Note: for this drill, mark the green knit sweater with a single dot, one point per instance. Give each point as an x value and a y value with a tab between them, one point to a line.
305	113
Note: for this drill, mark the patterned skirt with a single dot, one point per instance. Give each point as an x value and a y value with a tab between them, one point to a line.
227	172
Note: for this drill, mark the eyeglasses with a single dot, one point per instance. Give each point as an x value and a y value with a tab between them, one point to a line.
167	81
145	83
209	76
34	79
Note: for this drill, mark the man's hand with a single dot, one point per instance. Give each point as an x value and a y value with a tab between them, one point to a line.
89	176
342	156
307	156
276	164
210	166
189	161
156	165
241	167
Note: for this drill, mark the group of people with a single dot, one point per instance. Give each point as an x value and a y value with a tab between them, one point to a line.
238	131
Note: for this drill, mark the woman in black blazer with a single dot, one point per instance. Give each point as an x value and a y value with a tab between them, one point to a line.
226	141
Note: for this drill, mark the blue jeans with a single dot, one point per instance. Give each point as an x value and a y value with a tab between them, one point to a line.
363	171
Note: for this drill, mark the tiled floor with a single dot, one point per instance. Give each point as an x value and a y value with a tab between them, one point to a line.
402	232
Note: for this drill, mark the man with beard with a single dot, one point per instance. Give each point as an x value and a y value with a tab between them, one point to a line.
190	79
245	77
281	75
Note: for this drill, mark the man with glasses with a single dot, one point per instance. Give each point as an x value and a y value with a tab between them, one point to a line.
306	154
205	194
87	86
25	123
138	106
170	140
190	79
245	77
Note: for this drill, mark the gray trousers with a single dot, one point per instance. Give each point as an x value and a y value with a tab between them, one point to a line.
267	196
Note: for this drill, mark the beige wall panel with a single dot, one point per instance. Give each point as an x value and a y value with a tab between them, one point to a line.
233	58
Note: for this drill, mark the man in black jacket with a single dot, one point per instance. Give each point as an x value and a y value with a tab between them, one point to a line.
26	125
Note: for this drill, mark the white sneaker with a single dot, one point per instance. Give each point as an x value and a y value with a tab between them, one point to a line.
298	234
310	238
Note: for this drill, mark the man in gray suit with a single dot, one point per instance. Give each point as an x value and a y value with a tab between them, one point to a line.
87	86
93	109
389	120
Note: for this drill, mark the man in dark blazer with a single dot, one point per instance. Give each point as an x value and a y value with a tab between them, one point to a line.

§ §

§ **과제 설명**
"Note: for this drill, mark the man in black" 문구가 들어 있는 줄에서 시작해 항목 끝에서 끝나는 줄들을 양 끝까지 포함해 빠짐없이 다시 써 주세요. 이때 답에 적힌 좌표는 모든 수치를 -125만큼 이동해 적습니다.

§ **완성 답안**
Note: for this drill, mark the man in black jacket with a single dot, one point per instance. Give each point as an x value and a y value with a tab between them, one point to a line.
-99	0
Note: for this drill, mark the white sneaker with a single dot, one point per instance. Give each point as an x value and a y value with a tab between them, one point to a line.
173	109
185	113
Note: for this drill, mark the man in gray suit with a single dot, one point per instance. Give each point as an x value and a y value with a tab between them, one point to a line.
-38	-39
-32	-16
264	-5
Note: for this drill, mark the man in dark blazer with a single dot, one point per instance. Give each point as an x value and a y value with a tab between them, one point to a line.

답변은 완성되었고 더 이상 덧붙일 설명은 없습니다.